Problem requirements >> Copy, word for word, the lines from the one containing "Could you point out the mushroom stem" through the end of the records below.

Dataset records >>
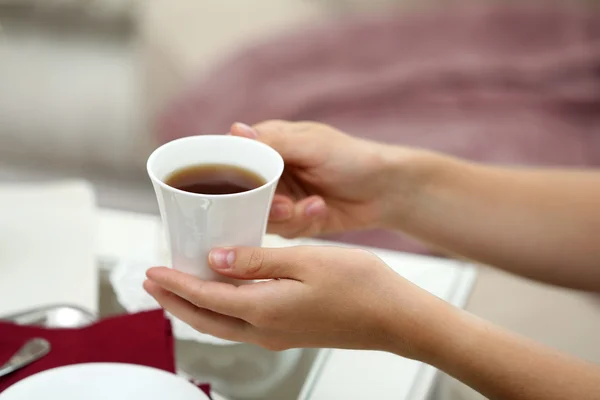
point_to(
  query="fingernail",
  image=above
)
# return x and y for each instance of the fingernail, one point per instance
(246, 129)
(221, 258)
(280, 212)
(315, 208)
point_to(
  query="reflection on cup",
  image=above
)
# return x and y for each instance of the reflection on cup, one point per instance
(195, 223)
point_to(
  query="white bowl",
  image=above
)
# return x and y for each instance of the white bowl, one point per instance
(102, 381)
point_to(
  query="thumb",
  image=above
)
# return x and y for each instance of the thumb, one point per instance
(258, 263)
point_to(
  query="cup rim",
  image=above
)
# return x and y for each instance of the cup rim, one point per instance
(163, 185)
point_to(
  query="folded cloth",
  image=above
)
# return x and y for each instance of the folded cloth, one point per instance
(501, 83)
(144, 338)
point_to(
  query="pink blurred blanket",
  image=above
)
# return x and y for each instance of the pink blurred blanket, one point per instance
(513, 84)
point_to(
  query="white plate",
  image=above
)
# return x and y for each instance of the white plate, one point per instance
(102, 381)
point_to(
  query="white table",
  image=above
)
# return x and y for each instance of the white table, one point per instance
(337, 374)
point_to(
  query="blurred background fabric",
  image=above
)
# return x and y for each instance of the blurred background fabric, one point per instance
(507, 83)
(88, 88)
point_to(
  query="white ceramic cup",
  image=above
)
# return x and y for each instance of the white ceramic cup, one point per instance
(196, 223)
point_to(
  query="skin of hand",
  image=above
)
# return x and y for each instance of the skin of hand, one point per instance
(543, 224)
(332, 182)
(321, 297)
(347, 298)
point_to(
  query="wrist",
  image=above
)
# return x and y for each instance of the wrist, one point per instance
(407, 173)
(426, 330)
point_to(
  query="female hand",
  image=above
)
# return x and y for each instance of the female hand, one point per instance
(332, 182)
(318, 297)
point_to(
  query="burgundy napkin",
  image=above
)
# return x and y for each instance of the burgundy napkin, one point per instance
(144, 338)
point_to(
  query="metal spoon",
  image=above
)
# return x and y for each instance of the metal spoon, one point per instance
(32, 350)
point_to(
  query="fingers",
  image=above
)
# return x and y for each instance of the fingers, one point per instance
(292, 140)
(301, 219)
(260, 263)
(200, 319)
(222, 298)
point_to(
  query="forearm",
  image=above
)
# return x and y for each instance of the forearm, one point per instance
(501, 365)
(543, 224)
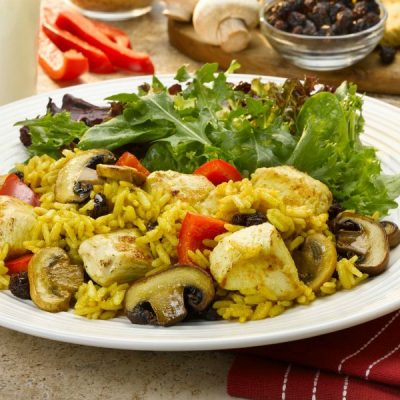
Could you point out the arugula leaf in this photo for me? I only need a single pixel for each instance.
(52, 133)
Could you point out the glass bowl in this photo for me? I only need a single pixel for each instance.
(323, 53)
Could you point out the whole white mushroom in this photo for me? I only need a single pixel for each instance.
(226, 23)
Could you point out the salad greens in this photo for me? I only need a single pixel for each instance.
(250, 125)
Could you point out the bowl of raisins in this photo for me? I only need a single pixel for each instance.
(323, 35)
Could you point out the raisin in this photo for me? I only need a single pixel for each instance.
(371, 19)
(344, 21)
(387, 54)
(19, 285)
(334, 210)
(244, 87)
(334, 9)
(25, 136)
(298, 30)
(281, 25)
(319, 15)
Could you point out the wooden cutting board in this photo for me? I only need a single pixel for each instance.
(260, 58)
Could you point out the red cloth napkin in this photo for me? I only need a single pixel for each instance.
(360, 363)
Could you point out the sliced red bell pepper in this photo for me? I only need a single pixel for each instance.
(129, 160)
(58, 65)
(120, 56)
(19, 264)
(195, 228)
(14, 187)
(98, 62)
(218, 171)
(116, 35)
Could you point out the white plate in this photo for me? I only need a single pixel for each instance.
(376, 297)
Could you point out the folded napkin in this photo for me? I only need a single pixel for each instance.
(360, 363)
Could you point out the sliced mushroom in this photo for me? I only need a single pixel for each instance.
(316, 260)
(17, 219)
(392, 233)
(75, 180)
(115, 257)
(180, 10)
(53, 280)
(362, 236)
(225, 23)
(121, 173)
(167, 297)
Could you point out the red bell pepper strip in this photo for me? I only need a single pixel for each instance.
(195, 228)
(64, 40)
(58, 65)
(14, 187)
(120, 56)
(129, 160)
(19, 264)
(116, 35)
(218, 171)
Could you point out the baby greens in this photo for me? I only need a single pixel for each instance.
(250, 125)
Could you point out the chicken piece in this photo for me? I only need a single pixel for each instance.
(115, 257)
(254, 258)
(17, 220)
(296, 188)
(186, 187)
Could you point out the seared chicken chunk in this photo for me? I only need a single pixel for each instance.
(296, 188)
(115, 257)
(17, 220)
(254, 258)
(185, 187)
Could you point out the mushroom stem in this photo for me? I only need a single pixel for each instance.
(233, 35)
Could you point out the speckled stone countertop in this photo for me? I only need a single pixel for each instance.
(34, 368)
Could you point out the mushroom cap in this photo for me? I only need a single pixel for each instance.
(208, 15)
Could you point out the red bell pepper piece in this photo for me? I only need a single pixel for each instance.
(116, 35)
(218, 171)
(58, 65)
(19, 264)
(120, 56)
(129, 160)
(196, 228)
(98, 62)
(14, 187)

Complete response >>
Could you point out the mushroom stem in this photo for me? I only need a single pixel for each instance.
(233, 35)
Could you point out the speckled stone countertop in this photo for me? I only need a single pixel for each instance.
(34, 368)
Could you point out the mushroom cap in this photo for me? I only need a single pixel for each instance.
(208, 15)
Could you point out the red bell pepper piece in this photo for me? I only need a single pixel for each instance.
(116, 35)
(218, 171)
(58, 65)
(19, 264)
(120, 56)
(129, 160)
(196, 228)
(98, 62)
(14, 187)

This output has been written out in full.